Atividade 1: Resuma em duas frases o texto sobre a corrupção.
Atividade 2:
Responda, com base no texto sobre a corrupção, às perguntas abaixo:
(a) Quem os gestores dispensaram?
(b) Quem enfrentou com arrogância um ministro do STF?
(c) Em que moldes estava estruturado o agrupamento político abrigado pelos processos mencionados?
Atividade 3: Dê prosseguimento ao texto sobre a corrupção a partir do ponto em que ele termina.

Texto de leitura:
Os exemplos são gritantes. Salários atrasados, equipamentos sucateados, recursos desviados… Houve quem roubasse a merenda escolar, gestores dispensaram médicos e odontólogos, as folhas de pagamentos foram roídas pelos gafanhotos da improbidade… Um cansativo ciclo que se não está com os dias contados, ao menos sofre a ameaça dos ataques que a cultura da corrupção e do patrimonialismo sofre, mas enfrenta com o cinismo de sempre.

Quem não viu ou não soube da arrogância com que Renan Calheiros enfrentou um ministro do STF que ameaçou retirá-lo da presidência do Senado? A corrupção engalanada frevou na lage da impunidade. Foi trágico e cômico.

Há responsáveis por isso? Acredito que as múltiplas tradições autoritárias da nossa cultura entrelaçadas com o burocratismo da modernidade resultaram no estado de coisas que degringolaram em processos, para muitos pura invencionice, do tipo petrolão e mensalão. Tais processos abrigaram um agrupamento político de inúmeras fontes partidárias estruturado nos moldes das quadrilhas mafiosas.

Uma arapuca para capturar o dinheiro público destinado à vida pública e não aos que boiam na privada. Obviamente que quando falo em modernidade estou usando uma referência histórica mais confortável e próxima quanto à abundância de exemplos e de informações sobre imoralidades que são aberrações. Mas estou consciente de que, ao longo da história, a corrupção se espraia desde quando as pessoas compreenderam a necessidade de estarem juntas para prover os indivíduos de uma segurança mínima, e com um acúmulo necessário de alimentos para garantir a sobrevivência e a eficiência produtiva de um clã.

Informações extraídas:
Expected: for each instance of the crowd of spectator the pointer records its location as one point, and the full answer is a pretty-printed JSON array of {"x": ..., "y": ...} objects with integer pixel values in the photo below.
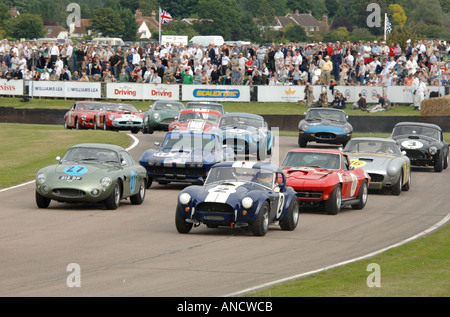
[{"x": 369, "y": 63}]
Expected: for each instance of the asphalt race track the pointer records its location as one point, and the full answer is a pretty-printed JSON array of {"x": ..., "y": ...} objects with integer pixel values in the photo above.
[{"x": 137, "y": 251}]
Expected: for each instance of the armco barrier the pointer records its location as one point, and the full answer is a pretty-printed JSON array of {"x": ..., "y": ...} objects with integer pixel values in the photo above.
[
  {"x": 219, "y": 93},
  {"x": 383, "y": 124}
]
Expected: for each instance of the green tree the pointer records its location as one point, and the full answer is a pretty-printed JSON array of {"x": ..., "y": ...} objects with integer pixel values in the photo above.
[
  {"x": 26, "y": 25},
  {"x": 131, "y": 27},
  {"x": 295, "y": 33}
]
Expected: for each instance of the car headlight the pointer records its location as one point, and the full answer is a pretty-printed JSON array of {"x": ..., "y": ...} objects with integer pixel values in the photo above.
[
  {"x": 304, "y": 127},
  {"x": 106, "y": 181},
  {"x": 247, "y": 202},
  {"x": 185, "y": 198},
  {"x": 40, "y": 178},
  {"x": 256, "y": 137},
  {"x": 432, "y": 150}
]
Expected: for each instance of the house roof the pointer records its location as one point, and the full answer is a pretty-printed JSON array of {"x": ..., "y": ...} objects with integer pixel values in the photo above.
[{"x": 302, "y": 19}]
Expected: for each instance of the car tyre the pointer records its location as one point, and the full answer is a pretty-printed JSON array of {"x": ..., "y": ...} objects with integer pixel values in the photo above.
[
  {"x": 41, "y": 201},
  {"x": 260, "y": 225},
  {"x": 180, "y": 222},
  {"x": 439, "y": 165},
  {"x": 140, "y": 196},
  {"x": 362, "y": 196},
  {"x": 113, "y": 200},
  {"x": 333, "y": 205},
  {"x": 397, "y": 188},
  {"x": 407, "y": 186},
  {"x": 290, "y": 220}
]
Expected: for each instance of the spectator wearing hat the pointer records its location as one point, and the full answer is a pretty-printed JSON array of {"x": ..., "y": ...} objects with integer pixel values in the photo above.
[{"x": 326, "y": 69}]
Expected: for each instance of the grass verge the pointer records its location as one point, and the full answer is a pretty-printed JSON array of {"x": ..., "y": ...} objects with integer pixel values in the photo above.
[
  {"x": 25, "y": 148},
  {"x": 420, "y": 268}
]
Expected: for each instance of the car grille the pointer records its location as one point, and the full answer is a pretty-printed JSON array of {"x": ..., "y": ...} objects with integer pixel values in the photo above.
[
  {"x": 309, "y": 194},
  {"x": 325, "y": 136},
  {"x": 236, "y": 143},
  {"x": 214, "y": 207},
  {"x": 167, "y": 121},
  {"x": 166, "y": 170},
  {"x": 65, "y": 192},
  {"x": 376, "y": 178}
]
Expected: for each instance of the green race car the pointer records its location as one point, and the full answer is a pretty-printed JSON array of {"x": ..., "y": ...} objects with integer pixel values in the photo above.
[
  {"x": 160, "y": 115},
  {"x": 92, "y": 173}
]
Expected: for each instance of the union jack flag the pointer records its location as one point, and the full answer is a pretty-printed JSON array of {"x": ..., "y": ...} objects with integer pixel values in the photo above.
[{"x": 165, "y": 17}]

Sua resposta 1: O texto sobre a corrupção aponta exemplos gritantes, como salários atrasados, equipamentos sucateados, recursos desviados e o roubo da merenda escolar, e lembra a arrogância com que Renan Calheiros enfrentou um ministro do STF que ameaçou retirá-lo da presidência do Senado. Atribui esse estado de coisas às múltiplas tradições autoritárias da cultura entrelaçadas com o burocratismo da modernidade e reconhece que, ao longo da história, a corrupção se espraia desde que as pessoas compreenderam a necessidade de estarem juntas.

Sua resposta 2:
(a) Médicos e odontólogos.
(b) Renan Calheiros.
(c) Nos moldes das quadrilhas mafiosas.

Sua resposta 3:
Não foi Santo Agostinho o primeiro a tratar a corrupção como um problema moral capaz de contaminar todo o processo político? Sempre que discuto o tema aqui e alhures uso o exemplo de Agostinho de Hipona em seu magistral “A Cidade de Deus”.

A queda moral, a rejeição do bem, a ruptura com um ideal típicos da efervescência do platonismo sempre atual em sua perspectiva de vitalizar a ideia do bem são temas preferenciais do santo que dizia: “Com a corrupção morre o corpo, com a impiedade morre a alma”.

Corpo e alma do eleitor morrem um pouco a cada golpe que a corrupção impõe à consciência democrática contemporânea.

Outro pensador, F. Pereira Nóbrega, também abominava a corrupção a qual ele considera um tipo de impiedade.

Impiedade enquanto injustiça e desrespeito a leis espirituais de propiciação à vida ética. Karl Marx escreveu em “A luta de classes na França” que “As enormes quantias de dinheiro que passavam pelas mãos do Estado davam oportunidade para fraudulentos contratos de fornecimento, corrupção, subornos, malversações e ladroeiras de todo gênero. A pilhagem do Estado pelos financistas refletia-se nas obras públicas, nas relações entre os organismos da administração e os diversos fornecedores”. Corrupção, mal que vem de longe, mal que quer se perpetuar.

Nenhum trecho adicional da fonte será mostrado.